_Assigned task_: Write out the data once more, exactly as it reads.

[Start of section]

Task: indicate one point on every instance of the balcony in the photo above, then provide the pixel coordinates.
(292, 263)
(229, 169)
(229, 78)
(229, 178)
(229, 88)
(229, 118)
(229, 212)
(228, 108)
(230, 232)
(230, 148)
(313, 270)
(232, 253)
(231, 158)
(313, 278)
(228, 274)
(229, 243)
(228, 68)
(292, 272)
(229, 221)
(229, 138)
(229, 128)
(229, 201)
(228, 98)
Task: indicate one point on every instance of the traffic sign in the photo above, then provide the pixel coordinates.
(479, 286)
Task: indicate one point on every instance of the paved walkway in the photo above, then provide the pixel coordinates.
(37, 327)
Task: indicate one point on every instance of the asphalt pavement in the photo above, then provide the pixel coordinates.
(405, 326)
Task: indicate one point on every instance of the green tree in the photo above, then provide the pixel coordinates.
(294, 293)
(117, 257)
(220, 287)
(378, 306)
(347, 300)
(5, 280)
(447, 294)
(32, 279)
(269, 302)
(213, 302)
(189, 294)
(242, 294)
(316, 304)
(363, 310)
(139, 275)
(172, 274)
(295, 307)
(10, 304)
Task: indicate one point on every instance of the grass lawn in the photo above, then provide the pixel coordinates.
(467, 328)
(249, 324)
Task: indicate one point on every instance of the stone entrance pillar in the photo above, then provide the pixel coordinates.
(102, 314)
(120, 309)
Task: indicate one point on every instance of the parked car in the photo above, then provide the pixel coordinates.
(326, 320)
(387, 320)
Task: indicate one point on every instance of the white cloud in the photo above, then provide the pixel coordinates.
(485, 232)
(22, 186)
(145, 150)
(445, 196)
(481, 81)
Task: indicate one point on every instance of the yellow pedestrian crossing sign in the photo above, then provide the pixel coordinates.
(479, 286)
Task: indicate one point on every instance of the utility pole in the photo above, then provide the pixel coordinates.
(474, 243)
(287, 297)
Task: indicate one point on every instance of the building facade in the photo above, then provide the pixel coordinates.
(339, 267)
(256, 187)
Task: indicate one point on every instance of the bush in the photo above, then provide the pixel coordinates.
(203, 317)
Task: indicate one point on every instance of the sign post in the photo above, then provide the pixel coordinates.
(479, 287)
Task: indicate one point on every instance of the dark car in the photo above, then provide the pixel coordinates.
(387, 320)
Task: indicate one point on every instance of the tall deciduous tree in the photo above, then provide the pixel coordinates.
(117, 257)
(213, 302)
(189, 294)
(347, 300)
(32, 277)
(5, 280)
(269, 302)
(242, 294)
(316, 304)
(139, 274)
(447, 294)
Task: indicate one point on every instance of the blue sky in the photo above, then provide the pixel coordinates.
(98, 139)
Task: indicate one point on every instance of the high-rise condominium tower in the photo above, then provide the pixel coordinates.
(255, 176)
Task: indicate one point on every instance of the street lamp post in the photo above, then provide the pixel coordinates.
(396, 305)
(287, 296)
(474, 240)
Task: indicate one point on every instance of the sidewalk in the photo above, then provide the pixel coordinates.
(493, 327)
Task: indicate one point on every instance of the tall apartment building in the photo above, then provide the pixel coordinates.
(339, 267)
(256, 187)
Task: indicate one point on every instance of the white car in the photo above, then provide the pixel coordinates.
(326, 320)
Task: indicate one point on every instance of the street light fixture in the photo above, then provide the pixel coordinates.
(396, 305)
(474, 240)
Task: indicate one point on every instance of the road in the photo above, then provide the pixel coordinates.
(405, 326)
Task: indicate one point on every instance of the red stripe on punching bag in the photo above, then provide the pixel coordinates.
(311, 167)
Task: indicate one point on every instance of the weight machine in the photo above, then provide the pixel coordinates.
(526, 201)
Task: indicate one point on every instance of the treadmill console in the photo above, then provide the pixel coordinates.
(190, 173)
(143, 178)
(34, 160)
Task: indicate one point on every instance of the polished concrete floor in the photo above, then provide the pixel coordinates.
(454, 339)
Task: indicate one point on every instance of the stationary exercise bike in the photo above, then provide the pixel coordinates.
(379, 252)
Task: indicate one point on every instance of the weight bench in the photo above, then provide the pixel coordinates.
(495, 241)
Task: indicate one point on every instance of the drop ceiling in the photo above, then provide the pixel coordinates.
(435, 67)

[End of section]

_Reply to the task_:
Task: indicate one point on every instance of the balcony in the photo above, then provide the pixel coordinates.
(292, 263)
(229, 169)
(229, 78)
(229, 178)
(229, 88)
(229, 118)
(229, 212)
(228, 108)
(230, 232)
(230, 148)
(313, 270)
(232, 253)
(231, 158)
(313, 278)
(228, 274)
(229, 243)
(228, 68)
(292, 272)
(229, 221)
(229, 138)
(229, 128)
(229, 201)
(228, 98)
Task: indicate one point on every instance of the traffic sign in the photo above, then provide the pixel coordinates.
(479, 286)
Task: indicate one point on every instance of the paved walkway in the photo above, then provide the pixel coordinates.
(37, 327)
Task: indicate one point on every instance of the asphalt pavement in the photo above, then provide the pixel coordinates.
(405, 326)
Task: indicate one point on every instance of the green tree in the photo above, then provide the pixel coordinates.
(294, 293)
(117, 257)
(220, 287)
(378, 306)
(347, 300)
(5, 280)
(447, 294)
(32, 279)
(269, 302)
(213, 302)
(189, 294)
(242, 294)
(316, 304)
(363, 310)
(139, 275)
(172, 274)
(295, 307)
(10, 304)
Task: indicate one point on every instance of the grass lawn in the photo above, then provide the pixel coordinates.
(467, 328)
(249, 324)
Task: indicate one point on every instance of the stone entrance pillar in the photo above, then provide the pixel coordinates.
(102, 314)
(120, 309)
Task: indicate one point on every instance of the parked car in the photo above, then provide the pixel coordinates.
(326, 320)
(387, 320)
Task: indicate one point on every instance of the white cloud in the photo above, then provide the pixel coordinates.
(485, 232)
(22, 186)
(145, 150)
(445, 196)
(481, 81)
Task: indicate one point on every instance of the yellow pedestrian crossing sign in the photo above, then provide the pixel coordinates.
(479, 286)
Task: indicate one point on every instance of the utility pole in the photo above, then provide the pixel coordinates.
(474, 243)
(287, 297)
Task: indicate one point on every instance of the building facade in the photo above, then provide the pixel coordinates.
(339, 267)
(256, 187)
Task: indicate one point on every instance of the bush in the photo above, then provide the pixel coordinates.
(203, 317)
Task: indicate one point on every instance of the sign post in the photo above, then provide the pixel coordinates.
(479, 287)
Task: indicate one point on every instance of the dark car in the photo above, then provide the pixel coordinates.
(387, 320)
Task: indicate one point on every instance of the tall deciduous tree in the photo above, then provide the pixel coordinates.
(117, 257)
(213, 302)
(189, 294)
(347, 300)
(32, 277)
(5, 280)
(269, 302)
(242, 294)
(316, 304)
(139, 274)
(447, 294)
Task: indicate one point on every instance of the blue sky in the photo above, then provide the pixel coordinates.
(98, 139)
Task: indicate one point on every instance of the high-rise condominium tower in the photo above, then provide the pixel coordinates.
(255, 176)
Task: indicate one point on every instance of the street lamp post in the photo above, then provide the pixel coordinates.
(396, 305)
(287, 296)
(474, 240)
Task: indicate one point on every instance of the sidewalk in the photo above, then provide the pixel coordinates.
(493, 327)
Task: indicate one point on every instance of the tall apartment building in the photo above, then provide the pixel coordinates.
(339, 267)
(256, 187)
Task: indicate one point on every instance of the white car in the photo above, then provide the pixel coordinates.
(326, 320)
Task: indicate one point on every instance of the street light fixture in the photo above, then provide the pixel coordinates.
(396, 305)
(474, 240)
Task: indicate one point on every instance of the road in the photo above, then provide the pixel coordinates.
(405, 326)
Task: indicate one point on every instance of the red stripe on punching bag in the photo above, then provide the pixel coordinates.
(311, 167)
Task: indicate one point on every instance of the weight machine in the photo above, then provide the pixel coordinates.
(526, 201)
Task: indicate one point on every instance of the treadmill console in the photo above, then provide the pixel coordinates.
(190, 173)
(143, 178)
(34, 160)
Task: indicate one point on every instance of the polished concrete floor in the photo above, then provide the pixel coordinates.
(454, 339)
Task: indicate one point on every instance of the stationary exercise bike in the photo above, then provide the pixel coordinates.
(379, 252)
Task: indicate one point on every instance of the weight bench in the photo above, then provide the pixel coordinates.
(495, 241)
Task: indicate one point on every instance of the drop ceiling in the photo above, then provide the pixel coordinates.
(435, 67)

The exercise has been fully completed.